Aim of the task:
Update the part of the records that opens with their first line and closes with the line containing "(887, 138), (1024, 271)" by changing "blue rope" to "red rope". Leave everything else in that part unchanged.

============

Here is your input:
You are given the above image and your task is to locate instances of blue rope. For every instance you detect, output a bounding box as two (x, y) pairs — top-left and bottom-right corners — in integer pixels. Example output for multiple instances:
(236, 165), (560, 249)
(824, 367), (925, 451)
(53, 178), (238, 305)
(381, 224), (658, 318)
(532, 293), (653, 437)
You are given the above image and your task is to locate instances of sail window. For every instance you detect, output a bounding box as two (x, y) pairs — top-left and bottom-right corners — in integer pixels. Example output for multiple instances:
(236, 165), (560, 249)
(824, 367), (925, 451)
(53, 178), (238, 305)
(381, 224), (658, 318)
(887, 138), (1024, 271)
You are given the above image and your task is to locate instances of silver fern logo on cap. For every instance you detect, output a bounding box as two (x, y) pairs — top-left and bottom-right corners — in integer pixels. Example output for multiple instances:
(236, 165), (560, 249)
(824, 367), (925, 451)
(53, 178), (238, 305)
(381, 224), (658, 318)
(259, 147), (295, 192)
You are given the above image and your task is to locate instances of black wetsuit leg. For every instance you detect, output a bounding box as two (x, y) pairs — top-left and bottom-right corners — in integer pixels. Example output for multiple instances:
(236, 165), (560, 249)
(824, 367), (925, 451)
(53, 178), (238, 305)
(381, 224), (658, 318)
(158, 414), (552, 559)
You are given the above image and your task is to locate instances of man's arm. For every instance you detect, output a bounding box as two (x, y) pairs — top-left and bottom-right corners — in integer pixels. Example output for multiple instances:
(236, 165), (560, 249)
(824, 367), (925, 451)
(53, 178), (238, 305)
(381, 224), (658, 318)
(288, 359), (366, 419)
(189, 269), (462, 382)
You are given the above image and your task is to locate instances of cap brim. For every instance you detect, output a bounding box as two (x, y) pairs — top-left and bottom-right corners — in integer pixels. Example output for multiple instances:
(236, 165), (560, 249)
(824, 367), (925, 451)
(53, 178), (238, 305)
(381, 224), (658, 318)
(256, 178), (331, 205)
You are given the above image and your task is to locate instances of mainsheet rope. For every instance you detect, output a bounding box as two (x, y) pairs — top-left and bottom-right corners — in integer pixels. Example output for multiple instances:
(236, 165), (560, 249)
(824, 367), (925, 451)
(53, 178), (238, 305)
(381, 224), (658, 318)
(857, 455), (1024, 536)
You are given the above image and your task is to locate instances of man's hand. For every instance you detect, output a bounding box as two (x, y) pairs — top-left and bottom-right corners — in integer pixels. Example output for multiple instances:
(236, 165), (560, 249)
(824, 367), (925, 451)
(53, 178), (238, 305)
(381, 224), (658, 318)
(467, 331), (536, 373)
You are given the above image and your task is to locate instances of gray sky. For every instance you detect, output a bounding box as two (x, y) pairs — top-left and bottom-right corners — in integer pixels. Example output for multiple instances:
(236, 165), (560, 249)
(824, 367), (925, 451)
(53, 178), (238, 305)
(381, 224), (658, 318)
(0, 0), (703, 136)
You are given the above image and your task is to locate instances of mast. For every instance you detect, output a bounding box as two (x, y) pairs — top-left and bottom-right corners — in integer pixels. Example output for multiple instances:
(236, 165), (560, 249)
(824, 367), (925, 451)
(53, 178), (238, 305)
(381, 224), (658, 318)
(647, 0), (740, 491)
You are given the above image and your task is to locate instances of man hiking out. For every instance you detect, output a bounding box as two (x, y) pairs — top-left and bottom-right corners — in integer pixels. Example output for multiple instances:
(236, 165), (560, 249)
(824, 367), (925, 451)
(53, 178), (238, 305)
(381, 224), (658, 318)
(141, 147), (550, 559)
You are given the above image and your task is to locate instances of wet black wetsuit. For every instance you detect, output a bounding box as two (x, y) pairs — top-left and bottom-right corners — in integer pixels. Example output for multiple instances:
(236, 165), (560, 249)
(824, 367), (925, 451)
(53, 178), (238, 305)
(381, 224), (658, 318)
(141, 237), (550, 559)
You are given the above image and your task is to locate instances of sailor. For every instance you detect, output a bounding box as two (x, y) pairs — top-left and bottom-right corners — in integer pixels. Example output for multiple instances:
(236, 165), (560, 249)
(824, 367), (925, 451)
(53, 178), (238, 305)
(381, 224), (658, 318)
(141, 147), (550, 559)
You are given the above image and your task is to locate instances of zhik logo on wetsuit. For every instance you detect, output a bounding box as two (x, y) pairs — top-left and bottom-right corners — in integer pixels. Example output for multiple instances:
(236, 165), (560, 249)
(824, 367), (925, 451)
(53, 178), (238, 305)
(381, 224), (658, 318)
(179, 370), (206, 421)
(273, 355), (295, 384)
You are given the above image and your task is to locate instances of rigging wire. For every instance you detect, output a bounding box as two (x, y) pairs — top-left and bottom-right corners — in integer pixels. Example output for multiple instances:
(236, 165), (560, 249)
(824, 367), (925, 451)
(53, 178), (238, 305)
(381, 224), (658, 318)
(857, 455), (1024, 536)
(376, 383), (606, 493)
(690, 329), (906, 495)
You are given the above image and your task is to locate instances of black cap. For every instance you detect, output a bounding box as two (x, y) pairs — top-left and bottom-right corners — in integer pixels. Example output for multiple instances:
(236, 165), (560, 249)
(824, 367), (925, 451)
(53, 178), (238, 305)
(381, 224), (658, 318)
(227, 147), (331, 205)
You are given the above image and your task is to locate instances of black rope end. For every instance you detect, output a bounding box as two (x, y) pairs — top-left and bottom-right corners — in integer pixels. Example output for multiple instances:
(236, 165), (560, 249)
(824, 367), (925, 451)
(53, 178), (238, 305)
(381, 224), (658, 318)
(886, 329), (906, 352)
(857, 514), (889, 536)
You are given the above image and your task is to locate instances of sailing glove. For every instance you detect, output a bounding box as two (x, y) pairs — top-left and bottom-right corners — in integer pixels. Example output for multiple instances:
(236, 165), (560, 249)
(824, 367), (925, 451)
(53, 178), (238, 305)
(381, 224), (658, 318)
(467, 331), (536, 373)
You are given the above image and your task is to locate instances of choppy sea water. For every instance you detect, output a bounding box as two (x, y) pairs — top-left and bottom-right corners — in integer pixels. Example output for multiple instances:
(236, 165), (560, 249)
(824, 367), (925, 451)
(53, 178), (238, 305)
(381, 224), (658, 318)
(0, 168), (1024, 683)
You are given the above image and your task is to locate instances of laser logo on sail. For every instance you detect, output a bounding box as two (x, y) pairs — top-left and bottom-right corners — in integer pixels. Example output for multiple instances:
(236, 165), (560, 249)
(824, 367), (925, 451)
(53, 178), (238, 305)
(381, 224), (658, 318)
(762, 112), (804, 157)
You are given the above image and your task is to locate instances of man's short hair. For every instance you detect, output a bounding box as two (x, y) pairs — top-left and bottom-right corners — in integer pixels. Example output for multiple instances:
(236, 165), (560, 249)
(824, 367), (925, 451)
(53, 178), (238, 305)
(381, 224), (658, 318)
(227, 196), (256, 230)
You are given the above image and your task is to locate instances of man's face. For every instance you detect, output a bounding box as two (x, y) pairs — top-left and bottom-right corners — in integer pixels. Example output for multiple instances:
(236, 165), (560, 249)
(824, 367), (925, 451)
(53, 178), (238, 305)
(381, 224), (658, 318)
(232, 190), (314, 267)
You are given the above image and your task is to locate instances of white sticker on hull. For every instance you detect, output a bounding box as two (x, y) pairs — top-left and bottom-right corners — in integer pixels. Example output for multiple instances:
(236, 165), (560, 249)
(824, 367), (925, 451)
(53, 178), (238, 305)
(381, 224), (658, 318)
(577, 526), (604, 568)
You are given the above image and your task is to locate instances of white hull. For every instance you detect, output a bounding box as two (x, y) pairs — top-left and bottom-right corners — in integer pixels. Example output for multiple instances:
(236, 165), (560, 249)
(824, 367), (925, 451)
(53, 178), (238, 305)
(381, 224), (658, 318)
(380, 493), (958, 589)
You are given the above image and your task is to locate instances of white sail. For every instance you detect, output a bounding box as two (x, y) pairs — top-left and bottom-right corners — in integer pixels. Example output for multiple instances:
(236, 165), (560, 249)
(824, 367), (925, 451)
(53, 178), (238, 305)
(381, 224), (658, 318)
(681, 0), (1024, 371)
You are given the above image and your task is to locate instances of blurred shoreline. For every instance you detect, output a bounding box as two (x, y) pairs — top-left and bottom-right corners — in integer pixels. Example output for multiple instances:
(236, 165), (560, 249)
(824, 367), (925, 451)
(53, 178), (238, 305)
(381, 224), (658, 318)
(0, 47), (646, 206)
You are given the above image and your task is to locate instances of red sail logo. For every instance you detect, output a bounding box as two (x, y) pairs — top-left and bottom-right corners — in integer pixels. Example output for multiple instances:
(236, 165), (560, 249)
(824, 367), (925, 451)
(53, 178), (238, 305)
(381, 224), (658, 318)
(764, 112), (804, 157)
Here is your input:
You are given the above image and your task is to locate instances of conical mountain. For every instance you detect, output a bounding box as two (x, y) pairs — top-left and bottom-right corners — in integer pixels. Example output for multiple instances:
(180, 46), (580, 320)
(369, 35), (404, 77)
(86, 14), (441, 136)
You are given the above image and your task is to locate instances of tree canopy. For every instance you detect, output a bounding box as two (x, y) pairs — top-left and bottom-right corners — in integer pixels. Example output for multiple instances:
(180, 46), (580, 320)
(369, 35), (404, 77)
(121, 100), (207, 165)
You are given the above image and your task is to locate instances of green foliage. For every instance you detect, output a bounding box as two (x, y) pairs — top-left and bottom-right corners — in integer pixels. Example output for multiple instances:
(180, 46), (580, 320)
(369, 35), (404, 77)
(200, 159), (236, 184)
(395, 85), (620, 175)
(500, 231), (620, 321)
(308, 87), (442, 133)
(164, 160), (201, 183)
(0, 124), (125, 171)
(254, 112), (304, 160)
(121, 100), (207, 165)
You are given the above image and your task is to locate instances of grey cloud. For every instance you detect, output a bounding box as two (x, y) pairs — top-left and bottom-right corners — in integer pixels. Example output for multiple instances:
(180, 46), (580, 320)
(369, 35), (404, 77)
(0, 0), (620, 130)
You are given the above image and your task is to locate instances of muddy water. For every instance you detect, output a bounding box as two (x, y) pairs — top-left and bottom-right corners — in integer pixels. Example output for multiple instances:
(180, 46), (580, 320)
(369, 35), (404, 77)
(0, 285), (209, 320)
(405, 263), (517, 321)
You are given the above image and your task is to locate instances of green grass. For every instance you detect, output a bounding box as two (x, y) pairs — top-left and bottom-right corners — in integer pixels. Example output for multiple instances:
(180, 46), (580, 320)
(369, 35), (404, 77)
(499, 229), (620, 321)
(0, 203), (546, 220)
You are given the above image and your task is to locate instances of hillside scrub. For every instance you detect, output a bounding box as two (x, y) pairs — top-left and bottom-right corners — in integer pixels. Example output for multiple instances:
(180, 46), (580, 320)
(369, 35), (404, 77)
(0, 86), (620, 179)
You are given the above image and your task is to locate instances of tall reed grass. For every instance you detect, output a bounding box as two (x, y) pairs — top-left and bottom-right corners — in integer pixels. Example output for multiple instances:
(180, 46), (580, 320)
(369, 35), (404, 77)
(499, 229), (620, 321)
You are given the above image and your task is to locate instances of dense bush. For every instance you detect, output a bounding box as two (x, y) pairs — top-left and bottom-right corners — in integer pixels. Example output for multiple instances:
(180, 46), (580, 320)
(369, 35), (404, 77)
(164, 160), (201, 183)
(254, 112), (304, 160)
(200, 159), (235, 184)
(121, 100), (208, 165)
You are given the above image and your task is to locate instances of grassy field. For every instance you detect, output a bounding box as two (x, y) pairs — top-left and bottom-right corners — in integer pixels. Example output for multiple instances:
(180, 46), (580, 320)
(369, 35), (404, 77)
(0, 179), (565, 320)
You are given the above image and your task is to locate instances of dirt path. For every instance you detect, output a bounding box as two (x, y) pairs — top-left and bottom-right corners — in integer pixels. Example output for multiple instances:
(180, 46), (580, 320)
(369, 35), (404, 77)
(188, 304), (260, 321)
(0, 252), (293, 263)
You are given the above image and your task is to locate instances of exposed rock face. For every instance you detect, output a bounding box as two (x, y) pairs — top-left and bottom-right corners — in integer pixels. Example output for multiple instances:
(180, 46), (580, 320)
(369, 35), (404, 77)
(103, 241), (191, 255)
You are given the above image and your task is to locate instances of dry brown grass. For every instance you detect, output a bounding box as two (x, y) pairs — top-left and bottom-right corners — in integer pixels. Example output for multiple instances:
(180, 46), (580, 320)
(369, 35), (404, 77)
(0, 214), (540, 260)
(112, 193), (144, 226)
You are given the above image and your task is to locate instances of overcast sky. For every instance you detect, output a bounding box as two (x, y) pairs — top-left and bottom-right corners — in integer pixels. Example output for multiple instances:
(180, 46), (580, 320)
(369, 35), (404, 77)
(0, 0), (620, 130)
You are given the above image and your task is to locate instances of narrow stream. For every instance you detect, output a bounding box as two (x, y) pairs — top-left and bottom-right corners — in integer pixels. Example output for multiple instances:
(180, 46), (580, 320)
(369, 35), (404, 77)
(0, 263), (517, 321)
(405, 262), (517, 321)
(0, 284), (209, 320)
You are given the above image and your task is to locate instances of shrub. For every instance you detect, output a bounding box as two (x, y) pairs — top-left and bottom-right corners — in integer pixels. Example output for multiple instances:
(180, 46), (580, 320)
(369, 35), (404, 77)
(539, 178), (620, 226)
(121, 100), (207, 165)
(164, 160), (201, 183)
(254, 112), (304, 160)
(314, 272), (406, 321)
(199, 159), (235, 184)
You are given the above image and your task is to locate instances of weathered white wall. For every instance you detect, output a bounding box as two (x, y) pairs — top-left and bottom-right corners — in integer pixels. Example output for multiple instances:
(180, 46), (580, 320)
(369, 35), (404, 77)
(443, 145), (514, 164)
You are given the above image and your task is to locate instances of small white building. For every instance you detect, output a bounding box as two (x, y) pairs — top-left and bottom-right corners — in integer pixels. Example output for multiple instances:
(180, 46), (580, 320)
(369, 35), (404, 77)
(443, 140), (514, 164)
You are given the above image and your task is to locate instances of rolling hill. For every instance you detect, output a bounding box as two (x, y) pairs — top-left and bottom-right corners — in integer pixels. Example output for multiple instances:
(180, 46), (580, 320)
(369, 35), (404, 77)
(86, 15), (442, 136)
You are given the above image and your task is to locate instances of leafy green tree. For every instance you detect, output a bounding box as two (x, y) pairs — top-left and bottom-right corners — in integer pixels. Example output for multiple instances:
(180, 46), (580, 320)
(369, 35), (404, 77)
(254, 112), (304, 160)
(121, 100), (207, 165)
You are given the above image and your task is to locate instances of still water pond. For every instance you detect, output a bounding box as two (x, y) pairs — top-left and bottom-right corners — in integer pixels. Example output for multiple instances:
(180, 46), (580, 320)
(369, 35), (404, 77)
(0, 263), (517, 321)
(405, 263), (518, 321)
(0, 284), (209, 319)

============

Answer to this problem:
Here is your input:
You are given the above image and your task is to locate instances of red rope. For every instance you detect, output a bounding box as two (x, y) pairs — top-left and bottom-right corners — in integer pixels. Example output for multiple instances:
(236, 165), (560, 249)
(824, 367), (925, 451)
(53, 178), (238, 305)
(381, 224), (658, 318)
(532, 293), (653, 437)
You are given the above image and your task is to locate instances of sail window. For every instance you detect, output a bounding box as two (x, y) pairs — top-left and bottom-right corners — in integer pixels. Example output for multiple instances:
(236, 165), (560, 249)
(824, 367), (925, 451)
(53, 178), (238, 305)
(381, 224), (658, 318)
(887, 138), (1024, 271)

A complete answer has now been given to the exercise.